(Exercise): Nothing in the entries should be altered. Write them out in full.

(Data listing):
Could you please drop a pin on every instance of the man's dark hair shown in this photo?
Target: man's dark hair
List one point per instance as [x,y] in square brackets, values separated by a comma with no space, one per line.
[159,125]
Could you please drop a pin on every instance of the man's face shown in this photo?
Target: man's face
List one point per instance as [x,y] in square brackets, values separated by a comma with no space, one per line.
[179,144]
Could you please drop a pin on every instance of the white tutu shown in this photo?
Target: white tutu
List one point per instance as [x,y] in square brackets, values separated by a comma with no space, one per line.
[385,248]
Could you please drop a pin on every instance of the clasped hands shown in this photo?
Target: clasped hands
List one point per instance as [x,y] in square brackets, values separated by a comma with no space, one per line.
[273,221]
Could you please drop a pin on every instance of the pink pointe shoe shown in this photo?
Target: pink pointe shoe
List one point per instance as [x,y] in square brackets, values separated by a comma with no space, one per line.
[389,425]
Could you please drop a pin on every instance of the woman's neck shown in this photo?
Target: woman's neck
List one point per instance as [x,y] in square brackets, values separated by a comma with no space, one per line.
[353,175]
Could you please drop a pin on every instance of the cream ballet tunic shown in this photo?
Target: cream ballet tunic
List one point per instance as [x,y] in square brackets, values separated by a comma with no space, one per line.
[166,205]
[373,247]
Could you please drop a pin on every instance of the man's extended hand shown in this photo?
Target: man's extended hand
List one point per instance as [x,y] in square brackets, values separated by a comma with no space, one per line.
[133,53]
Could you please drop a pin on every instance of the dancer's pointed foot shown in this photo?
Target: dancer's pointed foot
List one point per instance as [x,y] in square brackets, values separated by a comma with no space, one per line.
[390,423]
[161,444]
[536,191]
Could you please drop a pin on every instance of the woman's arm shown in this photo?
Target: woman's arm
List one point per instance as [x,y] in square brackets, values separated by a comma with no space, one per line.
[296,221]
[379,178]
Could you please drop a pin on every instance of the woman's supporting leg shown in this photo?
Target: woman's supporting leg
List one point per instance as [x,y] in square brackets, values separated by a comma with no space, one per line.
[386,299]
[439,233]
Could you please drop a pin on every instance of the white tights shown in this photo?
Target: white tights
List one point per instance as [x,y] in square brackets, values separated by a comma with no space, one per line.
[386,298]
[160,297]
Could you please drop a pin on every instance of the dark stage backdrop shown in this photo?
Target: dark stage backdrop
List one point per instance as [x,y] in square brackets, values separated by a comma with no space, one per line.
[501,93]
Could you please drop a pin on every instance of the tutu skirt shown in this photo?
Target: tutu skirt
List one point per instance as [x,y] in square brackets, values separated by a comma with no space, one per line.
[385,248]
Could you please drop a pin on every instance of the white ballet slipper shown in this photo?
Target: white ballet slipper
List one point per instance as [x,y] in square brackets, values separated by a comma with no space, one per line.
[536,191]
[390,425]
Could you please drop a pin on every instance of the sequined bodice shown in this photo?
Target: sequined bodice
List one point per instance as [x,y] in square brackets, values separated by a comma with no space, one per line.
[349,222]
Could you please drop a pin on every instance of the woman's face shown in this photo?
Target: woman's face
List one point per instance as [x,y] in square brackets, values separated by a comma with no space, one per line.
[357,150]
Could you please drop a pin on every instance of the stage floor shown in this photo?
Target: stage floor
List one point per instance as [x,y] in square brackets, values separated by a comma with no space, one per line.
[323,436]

(Response):
Could you please drop a pin on every instance of the man's dark hair shown in this photo?
Target: man's dark hair
List one point per instance as [x,y] in square brackets, values separated by a comma with no space, one per line.
[159,125]
Could you please drop a pin on every instance of the man's face shown in this photo?
Target: man's face
List one point per instance as [x,y] in square brackets, values separated by a comma with no space, one per line.
[179,144]
Could you please drop a pin on every instance of the white tutu shown in this photo?
Target: white tutu
List one point per instance as [x,y] in square brackets, values separated by a comma with no space, one per line.
[385,248]
Could you please drop a pin on every instance of the clasped hands shown in this photo?
Target: clasped hands
List one point per instance as [x,y] in square brackets, values separated by a comma with no space, one per line.
[273,221]
Could you please drop a pin on every instance of the pink pointe shoe shown in this photo?
Target: pink pointe shoe
List one point per instance as [x,y] in square brackets, values separated by a comma with no space, one per line.
[389,425]
Could you please drop a pin on every instance of the woman's neck shown in this photo?
Target: woman's neck
List one point per instance as [x,y] in square brackets, values separated by a comma with no space, one per line.
[353,175]
Could you please drop a pin on every instance of the cream ballet tunic shown in this photo?
Target: cream ballet tunic
List one point per instance as [x,y] in square brackets, values separated by a comma with no space, one per line.
[166,205]
[373,247]
Could you please drop a pin on every instance of the man's extended hand shown in this photo?
Target: man's extended hand
List one point per instance as [x,y] in square brackets, values separated by a comma with no space, one per line.
[133,53]
Could you please drop a pin on every instance of the dancer's pointed foot shown in this photo?
Target: dancer's pointed foot
List one point per instance as [x,y] in square brackets, values separated by a comma with no space, one per line.
[390,423]
[161,444]
[536,191]
Could you please drop a pin on every instance of the woman's arm shown in this photo?
Target: woman's arm
List one point per instance as [x,y] in square brackets, values separated by a comma with no space, one per line.
[296,221]
[379,178]
Could you please drop a pin on every instance of the woman's supporting leg shown in this photo?
Target: woman's supporting leg
List one point per instance as [x,y] in square brackets, values separated by a comma with no space, one per line.
[386,299]
[439,233]
Could you please drop a pin on every instance of the white tights shown in this photo?
Target: white tights
List one point per instance as [x,y] in square brackets, values separated by a comma with no space, one per line.
[386,298]
[160,297]
Could you please drop a pin on every instance of the dark stage backdrop shown in this photo?
Target: dark stage backdrop
List one point per instance as [x,y] in square brackets, values separated by a comma with no space, one per line.
[501,93]
Could you please drop a pin on every instance of the tutu skirt shown in this photo?
Target: tutu skirt
List one point per instance as [x,y] in square brackets, values separated by a comma with no space, one per line.
[385,248]
Could you please drop a pin on every instance of the white ballet slipper shown in this photo?
Target: white ballet slipper
List one point per instance as [x,y] in square brackets, values separated by a comma with no space, one per line.
[536,191]
[390,425]
Could you please drop a pin on every instance of the sequined bodice shown in this photo?
Target: sequined bodice
List one point per instance as [x,y] in square brackets, values separated by a comma with no space, one per line.
[349,222]
Could you please drop a pin on every instance of the woman's face shown in this photo?
Target: woman's face
List one point per instance as [x,y] in square brackets, values separated by a comma with no space, one per line.
[357,150]
Could you please drop a pin on every instance of the stage floor shown in this photo?
Target: stage floor
List one point per instance as [x,y] in square brackets, values separated by a comma with no space, one per line.
[323,436]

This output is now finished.